> [Prompt]
Rewrite the items below as a single numbered list, one line per entry, leaving out the blank lines.

(Dataset items)
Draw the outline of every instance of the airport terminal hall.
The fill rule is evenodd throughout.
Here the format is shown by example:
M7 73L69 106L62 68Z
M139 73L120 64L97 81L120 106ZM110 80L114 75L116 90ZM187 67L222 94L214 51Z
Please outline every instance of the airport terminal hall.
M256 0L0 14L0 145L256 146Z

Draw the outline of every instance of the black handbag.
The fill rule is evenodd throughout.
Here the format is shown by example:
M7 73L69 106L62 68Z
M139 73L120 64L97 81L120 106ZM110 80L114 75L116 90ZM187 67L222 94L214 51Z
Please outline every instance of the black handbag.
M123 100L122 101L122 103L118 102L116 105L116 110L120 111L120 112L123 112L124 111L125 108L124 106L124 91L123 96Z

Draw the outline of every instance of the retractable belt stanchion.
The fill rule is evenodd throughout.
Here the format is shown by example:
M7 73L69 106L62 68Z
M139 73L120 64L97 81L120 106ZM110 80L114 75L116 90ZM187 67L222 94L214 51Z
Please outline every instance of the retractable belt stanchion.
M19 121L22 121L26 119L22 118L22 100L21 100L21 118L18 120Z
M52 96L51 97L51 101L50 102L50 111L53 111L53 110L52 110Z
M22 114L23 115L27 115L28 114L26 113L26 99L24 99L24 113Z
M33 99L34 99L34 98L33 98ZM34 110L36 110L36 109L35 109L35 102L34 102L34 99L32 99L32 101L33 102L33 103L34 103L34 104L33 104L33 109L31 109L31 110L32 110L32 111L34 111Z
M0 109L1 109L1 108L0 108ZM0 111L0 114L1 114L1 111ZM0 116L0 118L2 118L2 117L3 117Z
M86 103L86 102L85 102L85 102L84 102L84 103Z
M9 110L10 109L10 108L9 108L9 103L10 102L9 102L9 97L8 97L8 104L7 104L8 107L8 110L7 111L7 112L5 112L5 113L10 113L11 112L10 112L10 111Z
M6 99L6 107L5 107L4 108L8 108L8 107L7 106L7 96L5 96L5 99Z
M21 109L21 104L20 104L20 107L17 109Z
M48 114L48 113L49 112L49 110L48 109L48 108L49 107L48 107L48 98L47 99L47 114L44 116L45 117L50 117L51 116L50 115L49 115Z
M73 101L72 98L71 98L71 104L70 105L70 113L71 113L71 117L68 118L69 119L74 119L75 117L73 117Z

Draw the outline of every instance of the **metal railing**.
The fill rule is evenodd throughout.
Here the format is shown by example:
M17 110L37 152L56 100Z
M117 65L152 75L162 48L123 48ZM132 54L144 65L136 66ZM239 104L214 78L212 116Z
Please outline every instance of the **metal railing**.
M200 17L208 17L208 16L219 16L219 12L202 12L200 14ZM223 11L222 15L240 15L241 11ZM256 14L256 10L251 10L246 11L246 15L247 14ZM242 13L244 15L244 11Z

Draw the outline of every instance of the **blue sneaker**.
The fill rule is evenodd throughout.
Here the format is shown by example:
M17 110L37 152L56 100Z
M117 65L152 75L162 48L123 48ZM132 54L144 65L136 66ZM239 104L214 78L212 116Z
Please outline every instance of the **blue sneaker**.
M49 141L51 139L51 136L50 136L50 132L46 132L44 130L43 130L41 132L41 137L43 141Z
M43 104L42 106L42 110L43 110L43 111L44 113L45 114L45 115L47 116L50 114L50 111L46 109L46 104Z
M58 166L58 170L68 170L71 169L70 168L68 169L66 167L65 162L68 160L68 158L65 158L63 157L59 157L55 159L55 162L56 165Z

> [Correct result]
1. Draw the outline of every instance of the airport terminal hall.
2. The fill rule is evenodd throughout.
3. Here the format is shown by example:
4. M7 73L69 106L62 68Z
5. M139 73L120 64L97 81L120 106ZM110 80L114 75L116 90ZM187 67L222 94L214 51Z
6. Please outline every instance of the airport terminal hall.
7. M256 0L0 14L0 145L256 146Z
8. Draw the outline of every instance of the black handbag.
9. The fill rule is evenodd throughout.
10. Here the format is shown by example:
11. M7 73L69 106L62 68Z
12. M139 73L120 64L97 81L120 106ZM110 80L114 75L116 90ZM187 67L222 94L214 51Z
13. Please outline every instance of the black handbag.
14. M123 100L122 101L122 103L118 102L116 105L116 110L120 111L120 112L123 112L124 111L125 108L124 106L124 91L123 96Z
15. Draw the outline of every instance of the retractable belt stanchion.
16. The fill rule is evenodd throughout.
17. Here the format is shown by example:
18. M7 73L69 106L62 68Z
19. M139 73L120 64L97 81L120 106ZM110 80L114 75L116 90ZM187 67L222 94L214 51Z
20. Please outline every instance of the retractable belt stanchion.
21. M19 121L22 121L26 119L22 118L22 100L21 100L21 118L18 120Z
22. M52 96L51 97L51 101L50 102L50 111L53 111L53 110L52 110Z
23. M22 114L23 115L27 115L28 114L26 113L26 99L24 99L24 113Z
24. M33 99L34 99L34 98L33 98ZM34 110L36 110L36 109L35 109L35 102L34 102L34 99L32 99L32 101L33 102L33 103L34 103L34 104L33 104L33 109L31 109L31 110L32 110L32 111L34 111Z
25. M0 109L1 109L1 108L0 108ZM0 111L0 114L1 114L1 111ZM0 116L0 118L2 118L2 117L3 117Z
26. M86 103L86 102L85 102L85 102L84 102L84 103Z
27. M9 110L10 109L10 108L9 108L9 103L10 102L9 102L9 97L8 97L8 104L7 104L8 107L8 110L7 111L7 112L5 112L5 113L10 113L11 112L10 112L10 111Z
28. M6 99L6 107L5 107L4 108L8 108L8 107L7 106L7 96L5 96L5 99Z
29. M21 109L21 104L20 104L20 107L17 109Z
30. M48 114L48 113L49 112L49 110L48 109L48 108L49 107L48 107L48 98L47 99L47 114L44 116L45 117L50 117L51 116L50 115L49 115Z
31. M73 101L72 98L71 98L71 104L70 105L70 113L71 113L71 117L68 118L69 119L74 119L75 117L73 117Z
32. Draw the outline of every instance of the **metal railing**.
33. The fill rule is evenodd throughout.
34. Here the format is shown by example:
35. M17 110L37 152L56 100Z
36. M117 65L152 75L162 48L123 48ZM132 54L144 65L136 66ZM239 104L214 78L212 116Z
37. Please outline every instance of the **metal railing**.
38. M200 17L208 17L208 16L219 16L219 12L202 12L200 14ZM223 11L222 15L240 15L241 11ZM256 14L256 10L251 10L246 11L246 15L247 14ZM242 13L244 15L244 11Z
39. Draw the outline of every instance of the **blue sneaker**.
40. The fill rule is evenodd throughout.
41. Here the format is shown by example:
42. M17 110L37 152L56 100Z
43. M117 65L152 75L162 48L123 48ZM132 54L144 65L136 66ZM239 104L214 78L212 116Z
44. Please outline every instance of the **blue sneaker**.
45. M49 141L51 139L51 136L50 136L50 132L46 132L44 130L43 130L41 132L41 137L43 141Z
46. M43 104L42 106L42 110L43 110L43 111L44 113L45 114L45 115L47 116L50 114L50 111L46 109L46 104Z
47. M58 166L58 170L68 170L71 169L70 168L68 169L66 167L65 162L68 160L68 158L65 158L63 157L59 157L55 159L55 162L56 165Z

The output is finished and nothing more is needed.